● **ACTIVITY**
Carry over every entry exactly as written, though not the pictures it contains.
==== MATERIAL FOR THIS EXERCISE
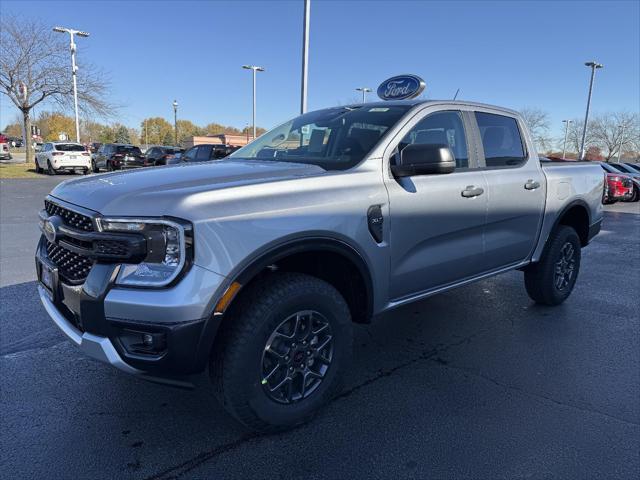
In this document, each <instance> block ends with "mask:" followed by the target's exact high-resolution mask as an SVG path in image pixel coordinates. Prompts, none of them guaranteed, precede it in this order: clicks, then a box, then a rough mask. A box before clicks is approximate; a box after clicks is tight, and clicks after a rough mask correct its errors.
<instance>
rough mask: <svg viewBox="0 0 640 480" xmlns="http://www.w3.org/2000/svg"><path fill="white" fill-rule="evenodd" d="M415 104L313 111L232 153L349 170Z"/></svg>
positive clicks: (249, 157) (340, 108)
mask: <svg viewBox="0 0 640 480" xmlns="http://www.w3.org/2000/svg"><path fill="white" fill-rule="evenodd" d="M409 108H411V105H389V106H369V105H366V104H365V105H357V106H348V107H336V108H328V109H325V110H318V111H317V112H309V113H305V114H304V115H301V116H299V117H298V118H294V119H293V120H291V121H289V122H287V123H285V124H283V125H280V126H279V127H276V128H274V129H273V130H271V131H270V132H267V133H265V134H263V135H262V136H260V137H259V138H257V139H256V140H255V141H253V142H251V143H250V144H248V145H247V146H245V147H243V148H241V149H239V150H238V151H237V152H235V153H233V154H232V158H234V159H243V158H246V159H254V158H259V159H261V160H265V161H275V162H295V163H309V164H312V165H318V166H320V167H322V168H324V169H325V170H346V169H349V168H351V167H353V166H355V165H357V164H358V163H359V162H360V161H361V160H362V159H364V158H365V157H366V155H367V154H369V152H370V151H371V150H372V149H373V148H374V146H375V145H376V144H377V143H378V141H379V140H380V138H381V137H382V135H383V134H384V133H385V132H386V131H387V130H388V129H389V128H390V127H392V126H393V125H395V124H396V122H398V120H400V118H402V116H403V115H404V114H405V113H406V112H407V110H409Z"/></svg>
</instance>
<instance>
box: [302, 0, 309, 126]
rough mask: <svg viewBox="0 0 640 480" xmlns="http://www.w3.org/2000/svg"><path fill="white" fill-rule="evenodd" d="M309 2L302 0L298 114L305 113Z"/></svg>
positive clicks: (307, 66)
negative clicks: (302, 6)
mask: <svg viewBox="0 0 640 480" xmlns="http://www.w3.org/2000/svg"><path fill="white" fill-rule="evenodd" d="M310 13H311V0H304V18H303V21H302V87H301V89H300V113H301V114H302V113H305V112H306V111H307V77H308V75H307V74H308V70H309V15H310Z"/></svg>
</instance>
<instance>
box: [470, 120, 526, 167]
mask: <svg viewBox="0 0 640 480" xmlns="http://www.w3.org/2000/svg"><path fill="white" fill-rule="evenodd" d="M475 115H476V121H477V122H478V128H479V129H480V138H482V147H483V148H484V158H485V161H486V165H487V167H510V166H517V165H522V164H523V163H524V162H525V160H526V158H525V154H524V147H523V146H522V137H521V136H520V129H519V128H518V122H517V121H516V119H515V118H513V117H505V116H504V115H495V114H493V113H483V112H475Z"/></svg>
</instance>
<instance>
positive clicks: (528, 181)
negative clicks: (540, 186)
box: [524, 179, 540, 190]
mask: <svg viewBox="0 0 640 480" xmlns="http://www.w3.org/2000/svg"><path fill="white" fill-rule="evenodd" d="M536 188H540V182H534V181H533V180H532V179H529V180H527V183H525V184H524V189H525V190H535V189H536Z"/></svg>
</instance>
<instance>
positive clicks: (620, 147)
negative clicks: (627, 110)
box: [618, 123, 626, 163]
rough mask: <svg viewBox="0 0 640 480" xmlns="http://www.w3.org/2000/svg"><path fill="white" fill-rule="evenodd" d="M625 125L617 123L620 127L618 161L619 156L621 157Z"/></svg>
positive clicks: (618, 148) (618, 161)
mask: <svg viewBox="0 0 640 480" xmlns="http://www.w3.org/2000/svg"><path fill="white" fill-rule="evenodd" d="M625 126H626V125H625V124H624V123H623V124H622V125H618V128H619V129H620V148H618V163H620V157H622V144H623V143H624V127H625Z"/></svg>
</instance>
========
● **RESULT**
In this document, each <instance> block ends with "mask:" followed by the target's exact high-resolution mask as an SVG path in image pixel coordinates. Prompts, none of them guaranteed, precede it in this order: clicks, then a box, then a rough mask. A box before clicks is approximate; a box after clicks is tight, and clicks after a rough mask correct its errors.
<instance>
rough mask: <svg viewBox="0 0 640 480" xmlns="http://www.w3.org/2000/svg"><path fill="white" fill-rule="evenodd" d="M415 104L313 111L232 153L349 170Z"/></svg>
positive clicks: (249, 157) (340, 108)
mask: <svg viewBox="0 0 640 480" xmlns="http://www.w3.org/2000/svg"><path fill="white" fill-rule="evenodd" d="M409 108H411V105H389V106H369V105H366V104H365V105H357V106H348V107H336V108H328V109H325V110H318V111H317V112H309V113H305V114H304V115H301V116H299V117H298V118H294V119H293V120H291V121H289V122H287V123H285V124H283V125H280V126H279V127H276V128H274V129H273V130H271V131H270V132H267V133H265V134H263V135H262V136H260V137H259V138H257V139H256V140H255V141H253V142H251V143H250V144H248V145H247V146H245V147H243V148H241V149H239V150H238V151H237V152H235V153H233V154H232V158H234V159H243V158H246V159H254V158H259V159H261V160H265V161H275V162H295V163H309V164H312V165H318V166H320V167H322V168H324V169H325V170H346V169H349V168H351V167H353V166H355V165H357V164H358V163H359V162H360V161H361V160H362V159H364V158H365V157H366V155H367V154H369V152H370V151H371V150H372V149H373V148H374V146H375V145H376V144H377V143H378V141H379V140H380V138H381V137H382V135H383V134H384V133H385V132H386V131H387V130H388V129H389V128H390V127H392V126H393V125H395V124H396V122H398V120H400V118H402V116H403V115H404V114H405V113H406V112H407V110H409Z"/></svg>
</instance>
<instance>
box: [302, 0, 309, 126]
rough mask: <svg viewBox="0 0 640 480" xmlns="http://www.w3.org/2000/svg"><path fill="white" fill-rule="evenodd" d="M309 2L302 0L298 114L305 113Z"/></svg>
positive clicks: (307, 66)
negative clicks: (302, 6)
mask: <svg viewBox="0 0 640 480" xmlns="http://www.w3.org/2000/svg"><path fill="white" fill-rule="evenodd" d="M310 13H311V0H304V18H303V21H302V87H301V89H300V113H301V114H302V113H305V112H306V111H307V77H308V75H307V74H308V70H309V15H310Z"/></svg>
</instance>
<instance>
box: [470, 120, 526, 167]
mask: <svg viewBox="0 0 640 480" xmlns="http://www.w3.org/2000/svg"><path fill="white" fill-rule="evenodd" d="M475 115H476V121H477V122H478V128H479V129H480V138H482V147H483V148H484V158H485V161H486V165H487V167H510V166H517V165H522V164H523V163H524V162H525V160H526V158H525V154H524V147H523V146H522V137H521V136H520V129H519V128H518V122H517V121H516V119H515V118H513V117H505V116H504V115H495V114H493V113H483V112H475Z"/></svg>
</instance>
<instance>
positive clicks: (528, 181)
negative clicks: (540, 186)
box: [524, 179, 540, 190]
mask: <svg viewBox="0 0 640 480" xmlns="http://www.w3.org/2000/svg"><path fill="white" fill-rule="evenodd" d="M536 188H540V182H534V181H533V180H532V179H529V180H527V183H525V184H524V189H525V190H535V189H536Z"/></svg>
</instance>
<instance>
positive clicks: (620, 147)
negative clicks: (627, 110)
box: [618, 123, 626, 163]
rough mask: <svg viewBox="0 0 640 480" xmlns="http://www.w3.org/2000/svg"><path fill="white" fill-rule="evenodd" d="M625 125L617 123L620 127L618 161L619 156L621 157Z"/></svg>
positive clicks: (618, 148) (618, 161)
mask: <svg viewBox="0 0 640 480" xmlns="http://www.w3.org/2000/svg"><path fill="white" fill-rule="evenodd" d="M625 126H626V125H625V124H624V123H623V124H622V125H618V128H619V129H620V148H618V163H620V157H622V144H623V143H624V127H625Z"/></svg>
</instance>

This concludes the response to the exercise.